> **WHAT IS ASKED**
(a) Check the database round-trips post against each of these statements: (i) the two tables are linked one-to-many, (ii) the writer has settled on the best approach, and (iii) Method 1 reaches the database in a single trip. For each one, answer yes or no and quote the words from the post that decide it.
(b) Carry on the database round-trips post from the point where it stops.

> **SOURCE EXCERPT**
________________________________________

How to avoid many database round trips and a lot of irrelevant data?

https://stackoverflow.com/questions/7103230

17-12-2020
|

题

I have worked with various applications and encountered this situation many times. Until now I have not figured out what is the best approach.

Here's the scenario:

I have an application either desktop or web
I need to retrieve simple documents from the database. The document has a general details and item details so the database:

GeneralDetails table:

| DocumentID | DateCreated | Owner     |
| 1          | 07/07/07    | Naruto    |
| 2          | 08/08/08    | Goku      |
| 3          | 09/09/09    | Taguro    |

ItemDetails table

| DocumentID | Item        | Quantity  |
| 1          | Marbles     | 20        |
| 1          | Cards       | 56        |
| 2          | Yo-yo       | 1         |
| 2          | Chess board | 3         |
| 2          | GI Joe      | 12        |
| 3          | Rubber Duck | 1         |

As you can see, the tables have a one-to-many relationship. Now, in order to retrieve all the documents and their respective items, I always do either of the two:

Method 1 - Many round trips (pseudo-code):

 Documents = GetFromDB("select DocumentID, Owner " +
                       "from GeneralDetails")

________________________________________

> **RECORD EXCERPTS**
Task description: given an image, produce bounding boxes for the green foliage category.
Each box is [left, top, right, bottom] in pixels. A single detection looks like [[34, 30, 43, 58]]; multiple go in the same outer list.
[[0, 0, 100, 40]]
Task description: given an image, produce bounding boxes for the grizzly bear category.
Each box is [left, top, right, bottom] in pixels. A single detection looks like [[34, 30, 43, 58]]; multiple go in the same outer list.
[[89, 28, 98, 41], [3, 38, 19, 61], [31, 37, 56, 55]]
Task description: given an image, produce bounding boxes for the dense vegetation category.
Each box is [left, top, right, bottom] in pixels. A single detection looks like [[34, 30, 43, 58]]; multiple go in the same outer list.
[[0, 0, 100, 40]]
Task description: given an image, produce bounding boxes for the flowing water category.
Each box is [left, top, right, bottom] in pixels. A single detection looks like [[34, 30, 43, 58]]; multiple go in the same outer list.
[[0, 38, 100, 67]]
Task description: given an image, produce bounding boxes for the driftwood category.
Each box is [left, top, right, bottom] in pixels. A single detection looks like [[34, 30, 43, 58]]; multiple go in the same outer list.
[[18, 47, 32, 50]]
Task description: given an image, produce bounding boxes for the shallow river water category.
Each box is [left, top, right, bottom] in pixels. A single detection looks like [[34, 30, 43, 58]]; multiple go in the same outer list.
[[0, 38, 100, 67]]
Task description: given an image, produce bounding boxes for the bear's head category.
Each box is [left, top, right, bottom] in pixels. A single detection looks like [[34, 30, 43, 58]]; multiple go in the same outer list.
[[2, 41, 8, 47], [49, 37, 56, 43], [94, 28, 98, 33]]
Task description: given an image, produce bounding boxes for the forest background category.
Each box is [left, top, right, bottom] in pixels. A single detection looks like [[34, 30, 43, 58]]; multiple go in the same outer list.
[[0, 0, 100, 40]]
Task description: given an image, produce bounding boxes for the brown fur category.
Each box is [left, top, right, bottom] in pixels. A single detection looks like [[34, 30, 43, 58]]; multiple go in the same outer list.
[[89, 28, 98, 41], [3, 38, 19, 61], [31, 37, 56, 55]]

________________________________________

> **IN RESPONSE**
(a)
(i) Yes: "the tables have a one-to-many relationship"
(ii) No: "Until now I have not figured out what is the best approach."
(iii) No: "Method 1 - Many round trips (pseudo-code):"

(b)
 For Each Document in Documents
{
    Display(Document["CreatedBy"])
    DocumentItems = GetFromDB("select Item, Quantity " + 
                              "from ItemDetails " + 
                              "where DocumentID = " + Document["DocumentID"] + "")
    For Each DocumentItem in DocumentItems
    {
        Display(DocumentItem["Item"] + " " + DocumentItem["Quantity"])
    }
}

Method 2 - Much irrelevant data (pseudo-code):

DocumentsAndItems = GetFromDB("select g.DocumentID, g.Owner, i.Item, i.Quantity " + 
                              "from GeneralDetails as g " +
                              "inner join ItemDetails as i " +
                              "on g.DocumentID = i.DocumentID")
//Display...

I used the first method when I was in college for desktop applications, the performance was not bad so I realized it was okay.

Until one day, I saw an article "Make the web faster", it says that many round trips to the database is bad; so ever since then I have used the second method.

On the second method, I avoided round trips by using inner join to retrieve the first and the second table at once, but it produces unecessary or redundant data. See the result set.

| DocumentID | Owner     | Item        | Quantity  |
| 1          | Naruto    | Marbles     | 20        |
| 1          | Naruto    | Cards       | 56        |
| 2          | Goku      | Yo-yo       | 1         |
| 2          | Goku      | Chess board | 3         |
| 2          | Goku      | GI Joe      | 12        |
| 3          | Taguro    | Rubber Duck | 1         |

The result set has redundant DocumentID and Owner. It looks like an unnormalized database.

Now, the question is, how do I avoid round trips and at the same time avoid redundant data?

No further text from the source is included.